§ **SUPPLIED MATERIAL**:
---+---
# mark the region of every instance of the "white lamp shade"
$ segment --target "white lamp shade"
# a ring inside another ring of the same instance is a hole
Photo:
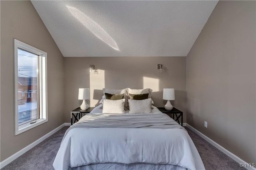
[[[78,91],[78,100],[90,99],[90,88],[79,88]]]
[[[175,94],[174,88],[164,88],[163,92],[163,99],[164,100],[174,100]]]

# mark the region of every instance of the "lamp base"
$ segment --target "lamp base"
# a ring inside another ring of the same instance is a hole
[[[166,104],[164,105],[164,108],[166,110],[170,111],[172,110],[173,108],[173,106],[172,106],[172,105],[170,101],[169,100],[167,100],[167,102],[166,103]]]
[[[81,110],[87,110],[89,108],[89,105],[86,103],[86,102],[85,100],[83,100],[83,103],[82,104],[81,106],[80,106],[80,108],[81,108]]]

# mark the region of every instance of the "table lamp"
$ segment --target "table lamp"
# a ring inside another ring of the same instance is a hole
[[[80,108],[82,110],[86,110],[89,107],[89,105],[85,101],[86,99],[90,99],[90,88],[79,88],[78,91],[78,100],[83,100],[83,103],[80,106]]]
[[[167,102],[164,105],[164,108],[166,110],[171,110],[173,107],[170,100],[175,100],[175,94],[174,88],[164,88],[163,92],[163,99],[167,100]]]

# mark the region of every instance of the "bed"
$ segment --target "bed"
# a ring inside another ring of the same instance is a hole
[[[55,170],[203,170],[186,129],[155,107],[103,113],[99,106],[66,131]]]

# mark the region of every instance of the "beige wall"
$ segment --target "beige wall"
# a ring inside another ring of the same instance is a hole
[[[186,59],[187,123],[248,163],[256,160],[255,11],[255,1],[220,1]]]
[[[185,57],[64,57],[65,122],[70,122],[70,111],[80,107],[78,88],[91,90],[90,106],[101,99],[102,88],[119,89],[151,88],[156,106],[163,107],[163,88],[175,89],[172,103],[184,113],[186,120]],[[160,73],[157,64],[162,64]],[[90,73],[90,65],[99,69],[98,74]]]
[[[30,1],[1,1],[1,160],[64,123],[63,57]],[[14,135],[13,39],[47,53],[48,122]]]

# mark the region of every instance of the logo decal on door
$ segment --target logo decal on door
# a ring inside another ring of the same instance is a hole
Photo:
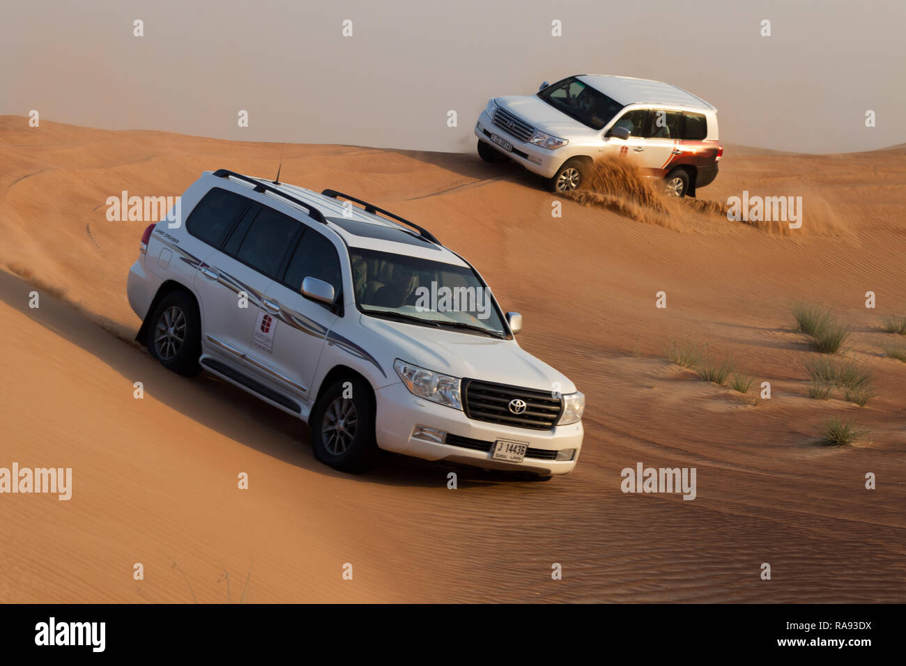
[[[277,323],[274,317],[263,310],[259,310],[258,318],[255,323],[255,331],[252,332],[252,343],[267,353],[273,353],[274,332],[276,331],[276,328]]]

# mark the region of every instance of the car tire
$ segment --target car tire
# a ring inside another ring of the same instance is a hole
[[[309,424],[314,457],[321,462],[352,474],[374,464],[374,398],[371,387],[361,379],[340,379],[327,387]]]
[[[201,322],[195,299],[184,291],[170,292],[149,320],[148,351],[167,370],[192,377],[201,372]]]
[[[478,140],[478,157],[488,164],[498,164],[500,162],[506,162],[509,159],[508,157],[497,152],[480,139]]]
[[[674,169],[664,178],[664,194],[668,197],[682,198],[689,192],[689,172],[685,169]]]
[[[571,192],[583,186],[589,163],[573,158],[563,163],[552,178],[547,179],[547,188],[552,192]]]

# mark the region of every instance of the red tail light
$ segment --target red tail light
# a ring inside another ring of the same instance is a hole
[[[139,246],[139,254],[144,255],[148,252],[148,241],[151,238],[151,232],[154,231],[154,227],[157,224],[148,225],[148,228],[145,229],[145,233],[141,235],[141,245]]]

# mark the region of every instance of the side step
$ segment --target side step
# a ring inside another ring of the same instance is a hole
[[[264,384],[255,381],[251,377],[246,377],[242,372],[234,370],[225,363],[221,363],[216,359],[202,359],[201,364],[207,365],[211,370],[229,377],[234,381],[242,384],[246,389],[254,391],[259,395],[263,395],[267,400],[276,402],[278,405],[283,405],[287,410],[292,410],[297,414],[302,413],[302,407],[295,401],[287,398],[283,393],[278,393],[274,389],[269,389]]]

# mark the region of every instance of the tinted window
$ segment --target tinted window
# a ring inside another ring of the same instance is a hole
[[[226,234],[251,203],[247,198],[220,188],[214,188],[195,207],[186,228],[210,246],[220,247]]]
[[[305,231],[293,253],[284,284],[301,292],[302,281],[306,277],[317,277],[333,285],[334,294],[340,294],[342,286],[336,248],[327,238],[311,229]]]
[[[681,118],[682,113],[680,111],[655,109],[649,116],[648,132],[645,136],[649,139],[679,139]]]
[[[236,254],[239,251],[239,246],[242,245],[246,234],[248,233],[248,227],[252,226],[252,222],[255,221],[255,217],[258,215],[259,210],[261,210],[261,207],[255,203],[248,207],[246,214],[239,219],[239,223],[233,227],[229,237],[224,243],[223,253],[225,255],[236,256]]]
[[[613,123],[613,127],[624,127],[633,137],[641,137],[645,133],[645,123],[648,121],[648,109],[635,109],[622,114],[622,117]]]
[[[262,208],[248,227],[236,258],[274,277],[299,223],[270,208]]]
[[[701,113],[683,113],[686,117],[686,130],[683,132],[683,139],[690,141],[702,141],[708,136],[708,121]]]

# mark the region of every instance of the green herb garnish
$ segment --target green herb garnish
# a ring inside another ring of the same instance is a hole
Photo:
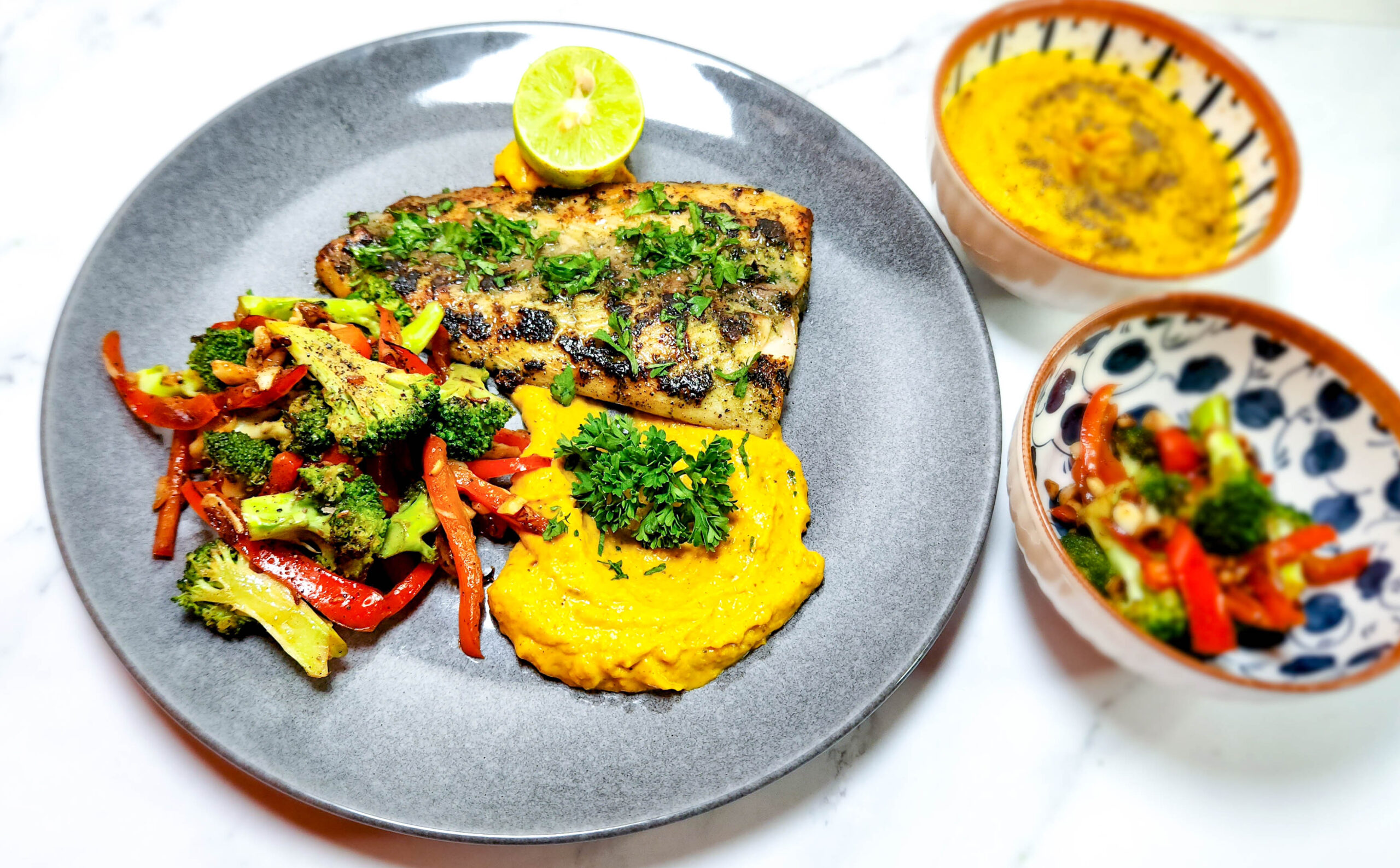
---+---
§ **STATED GOAL**:
Gather every line of the records that contains the string "herb".

§ **TASK ANSWER**:
# mark the region of every instance of the green herb garnish
$ segment --target green herb garnish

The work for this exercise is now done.